*Trecho dado*.
______________________________

Martins Pena sonhava com facécias - conforme chamava os ditos e recursos
cômicos de que lançava mão. Mantinha até um caderno com frases e epigramas
espirituosos, seus e de autores famosos. Mas não se limitou ao gênio
burlesco. Sua vida foi breve - morreu de aos 33 anos em Lisboa, em 7 de
dezembro de 1848 - e a posteridade não se debruçou sobre os projetos que
deixou incompletos e os contos que escreveu para jornais e revistas. Entre
seus papéis, depositados desde o século XIX no setor de obras raras da
Biblioteca Nacional, há diversos manuscritos e cópias dos artigos sobre
ópera (para o "Jornal do Commercio") e menções aos contos lançados em
jornais e revistas. Um deles se intitula "O Poder da Música", publicado
nas páginas 62 a 65 do "Correio das Modas" em 23 de fevereiro de 1839.
"O Poder da Música" foi o terceiro dos quatro contos que o jovem autor
publicou no semanário feminino, dedicado a mexericos da corte e folhetins
teatrais e literários. Martins Pena começou a publicar ficção na revista
"Gabinete de Leitura", com o conto "Um Episódio de 1831" (8/4/1838,
assinado "L.C.M.P."). O primeiro texto para o "Correio das Modas" se
intitulava "A Sorte Grande", estampado em 12 de janeiro de 1839.
Seguiu-se, 15 dias depois, "Minhas Aventuras numa Viagem nos Ônibus".
Depois de "O Poder da Música", saiu, em 13 de abril, "Uma Viagem na Barca
a Vapor". Estes são os textos conhecidos que restam da produção ficcional
do escritor, que se supõe vasta. O jornalista Barbosa Lima Sobrinho
publicou três deles no volume "Os Precursores do Conto no Brasil"

______________________________

*Dados para processar*.
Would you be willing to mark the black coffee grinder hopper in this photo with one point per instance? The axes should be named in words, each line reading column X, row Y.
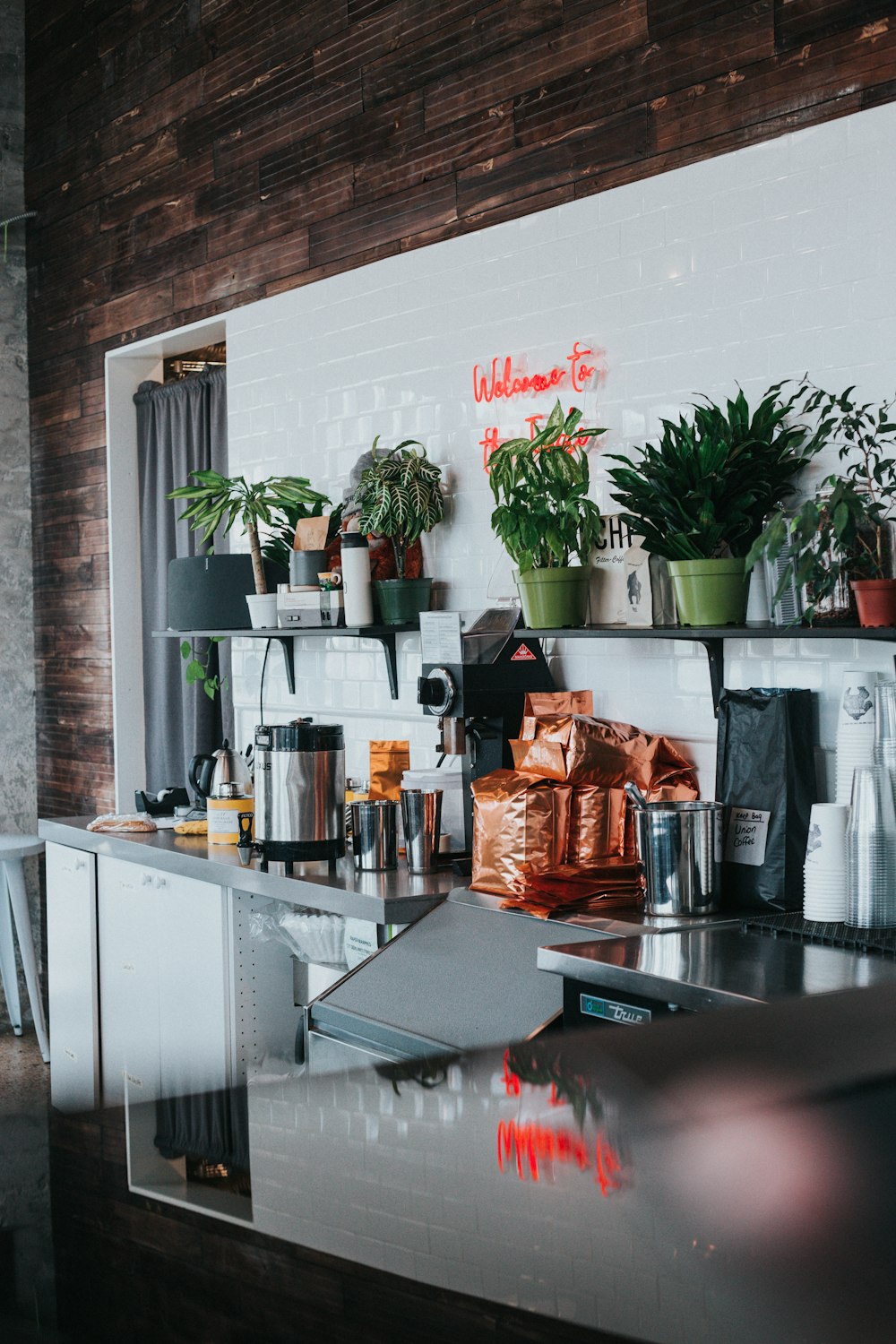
column 474, row 683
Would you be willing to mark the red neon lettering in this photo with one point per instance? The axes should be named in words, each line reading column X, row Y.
column 487, row 444
column 525, row 1147
column 504, row 383
column 579, row 371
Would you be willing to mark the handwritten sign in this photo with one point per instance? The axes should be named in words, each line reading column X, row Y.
column 747, row 836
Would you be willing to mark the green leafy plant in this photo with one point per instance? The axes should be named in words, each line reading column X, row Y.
column 220, row 502
column 839, row 532
column 704, row 489
column 540, row 488
column 401, row 497
column 279, row 546
column 198, row 667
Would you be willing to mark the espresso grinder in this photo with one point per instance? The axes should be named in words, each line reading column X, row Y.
column 478, row 701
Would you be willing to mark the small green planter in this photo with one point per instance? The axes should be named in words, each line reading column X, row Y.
column 711, row 591
column 401, row 601
column 554, row 599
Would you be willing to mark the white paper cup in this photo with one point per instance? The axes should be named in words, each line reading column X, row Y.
column 826, row 839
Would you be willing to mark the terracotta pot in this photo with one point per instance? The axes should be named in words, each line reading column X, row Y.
column 876, row 601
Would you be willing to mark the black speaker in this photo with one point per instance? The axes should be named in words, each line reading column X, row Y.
column 209, row 591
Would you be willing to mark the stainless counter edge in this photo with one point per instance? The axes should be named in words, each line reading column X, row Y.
column 392, row 897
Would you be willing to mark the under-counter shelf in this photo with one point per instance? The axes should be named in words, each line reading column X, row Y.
column 384, row 636
column 713, row 637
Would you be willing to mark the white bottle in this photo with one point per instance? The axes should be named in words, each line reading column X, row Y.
column 357, row 580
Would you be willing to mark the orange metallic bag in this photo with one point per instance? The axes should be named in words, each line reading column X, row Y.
column 519, row 823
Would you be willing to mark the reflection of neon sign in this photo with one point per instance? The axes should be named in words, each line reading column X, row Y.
column 513, row 1083
column 503, row 382
column 530, row 1147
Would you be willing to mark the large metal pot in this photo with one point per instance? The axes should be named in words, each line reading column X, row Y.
column 680, row 847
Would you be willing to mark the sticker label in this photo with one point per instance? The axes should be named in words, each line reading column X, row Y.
column 627, row 1015
column 747, row 836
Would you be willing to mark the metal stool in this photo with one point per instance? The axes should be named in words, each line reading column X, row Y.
column 13, row 898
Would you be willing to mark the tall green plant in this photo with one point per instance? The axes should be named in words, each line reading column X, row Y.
column 704, row 489
column 220, row 502
column 839, row 532
column 401, row 497
column 540, row 487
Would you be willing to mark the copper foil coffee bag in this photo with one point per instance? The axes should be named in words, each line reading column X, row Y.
column 597, row 824
column 517, row 822
column 387, row 763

______________________________

*Instrução 1*.
Segundo o trecho sobre Martins Pena, em que data saiu o conto "O Poder da Música" no "Correio das Modas"?
*Instrução 2*.
Reproduza sem mudanças as linhas de dados, começando pela linha que contém "Would you be willing to mark the stainless" e indo até a linha que contém "column 519, row 823", incluindo as duas.

*Resposta final 1*.
Em 23 de fevereiro de 1839.

*Resposta final 2*.
Would you be willing to mark the stainless counter edge in this photo with one point per instance? The axes should be named in words, each line reading column X, row Y.
column 392, row 897
Would you be willing to mark the under-counter shelf in this photo with one point per instance? The axes should be named in words, each line reading column X, row Y.
column 384, row 636
column 713, row 637
Would you be willing to mark the white bottle in this photo with one point per instance? The axes should be named in words, each line reading column X, row Y.
column 357, row 580
Would you be willing to mark the orange metallic bag in this photo with one point per instance? The axes should be named in words, each line reading column X, row Y.
column 519, row 823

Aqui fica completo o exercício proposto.